■ **PARTS OF THE EXERCISE**:
- 1) Could you update the records from their start through the line containing "positive clicks: (258, 449) (311, 526)", swapping "rough" for "coarse" and changing nothing else?
- 2) Can you write what comes next in the forum thread about the rise in camping reservations, picking up from where it stops?

# Camping Reservations Increase by 11% on First Day of Booking.



## kiteri (Jan 12, 2008)

According to the PRNewswire, ReserveAmerica experienced an increase of 11% in reservations booked on the first day of 2009.

Camping Popularity Remains Strong in Weakening Economy - 11% Increase Sets New ReserveAmerica Reservation Record: PRNewswire Business News: US:IACI - MSN Money


Camping Popularity Remains Strong in Weakening Economy - 11% Increase Sets New ReserveAmerica Reservation Record 

ReserveAmerica, the United States' leading outdoor recreation reservation and campground management solutions provider, has broken its previous reservation record on one of its busiest days of the year by processing over 20,000 reservations on January 2nd, booking more than 79,000 camping nights for the upcoming camping season, an 11% increase over last year's single-day reservation record. 

At its peak, ReserveAmerica's reservation system was processing 1,542 reservations every minute. 

Why do you think there is an increase from 2008 to 2009?


----------



## hasleys (Jan 29, 2009)

I thought 2 choices were a possibility. Gas prices definitely are not hurting things, as well as tough times. That usual FL or Hawaii vacation may be put on hold, but hey, when can take a camping trip. I could see either or a combination of the two being a major reason. On one hand I was thinking, this would be great if a few less people camped, easier to get good spots. BUT, when I thought about it, all those other campers out there and their kids running around, grills going, makes camping what it is. So glad to see it!


----------



## mailfire99 (Nov 16, 2007)

hasleys said:


> I thought 2 choices were a possibility. Gas prices definitely are not hurting things, as well as tough times. That usual FL or Hawaii vacation may be put on hold, but hey, when can take a camping trip. I could see either or a combination of the two being a major reason. On one hand I was thinking, this would be great if a few less people camped, easier to get good spots. BUT, when I thought about it, all those other campers out there and their kids running around, grills going, makes camping what it is. So glad to see it!

■ **DATA PROVIDED**:
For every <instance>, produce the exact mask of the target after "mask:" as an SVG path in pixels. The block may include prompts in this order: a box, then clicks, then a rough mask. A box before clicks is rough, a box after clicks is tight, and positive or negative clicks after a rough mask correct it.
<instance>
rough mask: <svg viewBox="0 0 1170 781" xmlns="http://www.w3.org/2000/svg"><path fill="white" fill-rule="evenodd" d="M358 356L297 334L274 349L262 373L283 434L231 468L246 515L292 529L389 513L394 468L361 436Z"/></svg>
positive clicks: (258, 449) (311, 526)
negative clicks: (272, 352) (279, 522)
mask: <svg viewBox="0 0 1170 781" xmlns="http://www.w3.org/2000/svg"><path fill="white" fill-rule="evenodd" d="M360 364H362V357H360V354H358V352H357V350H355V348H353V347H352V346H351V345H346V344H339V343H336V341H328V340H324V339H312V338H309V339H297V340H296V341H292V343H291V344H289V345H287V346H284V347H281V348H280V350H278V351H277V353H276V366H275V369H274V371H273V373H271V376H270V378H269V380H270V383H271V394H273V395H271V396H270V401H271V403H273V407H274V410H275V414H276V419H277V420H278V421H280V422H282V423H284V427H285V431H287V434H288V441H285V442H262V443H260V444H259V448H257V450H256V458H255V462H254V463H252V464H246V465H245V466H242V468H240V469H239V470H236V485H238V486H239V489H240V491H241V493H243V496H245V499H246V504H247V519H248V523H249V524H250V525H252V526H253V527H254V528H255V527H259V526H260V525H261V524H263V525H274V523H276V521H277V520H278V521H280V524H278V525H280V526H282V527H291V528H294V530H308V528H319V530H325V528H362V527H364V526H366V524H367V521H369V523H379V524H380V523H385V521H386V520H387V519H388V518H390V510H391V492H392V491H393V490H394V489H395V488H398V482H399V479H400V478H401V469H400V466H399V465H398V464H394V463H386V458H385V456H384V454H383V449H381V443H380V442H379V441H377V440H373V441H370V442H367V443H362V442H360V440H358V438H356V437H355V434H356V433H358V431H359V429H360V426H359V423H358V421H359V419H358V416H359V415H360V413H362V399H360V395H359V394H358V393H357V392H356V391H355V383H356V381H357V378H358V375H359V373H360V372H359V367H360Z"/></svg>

■ **SOLVED PROBLEMS**:
- 1)
For every <instance>, produce the exact mask of the target after "mask:" as an SVG path in pixels. The block may include prompts in this order: a box, then clicks, then a coarse mask. A box before clicks is coarse, a box after clicks is tight, and positive or negative clicks after a coarse mask correct it.
<instance>
coarse mask: <svg viewBox="0 0 1170 781" xmlns="http://www.w3.org/2000/svg"><path fill="white" fill-rule="evenodd" d="M358 356L297 334L274 349L262 373L283 434L231 468L246 515L292 529L389 513L394 468L361 436Z"/></svg>
positive clicks: (258, 449) (311, 526)

- 2)
My thoughts exactly! Probably lean more towards "scratch the big vacation and do some camping"


----------



## mammafox (Aug 20, 2009)

Maybe its the "green thing" to do. Its an inexpensive getaway and relax. You could go on several camping trips vs. one big family vacation to Disneyworld and stay in hotel! My kids REALLY like camping!


----------



## l2l (Jan 27, 2008)

mammafox said:


> Maybe its the "green thing" to do. Its an inexpensive getaway and relax. You could go on several camping trips vs. one big family vacation to Disneyworld and stay in hotel! My kids REALLY like camping!


I totally agree we took two seperate weeks this year and went camping on both weeks, we just love it..

We also camp on long weekends as well so we will get away about 6-7 times this year and I figure we are still way ahaead of the game from a one week resort trip..


----------



## antigua (Dec 17, 2007)

I agree. One of the reasons we chose a seasonal site is because it's getting harder to get a site at some of the campgrounds we like to go to. I've been camping every weekend sense we got a seasonal site.  It's been awesome. I do miss the traveling though.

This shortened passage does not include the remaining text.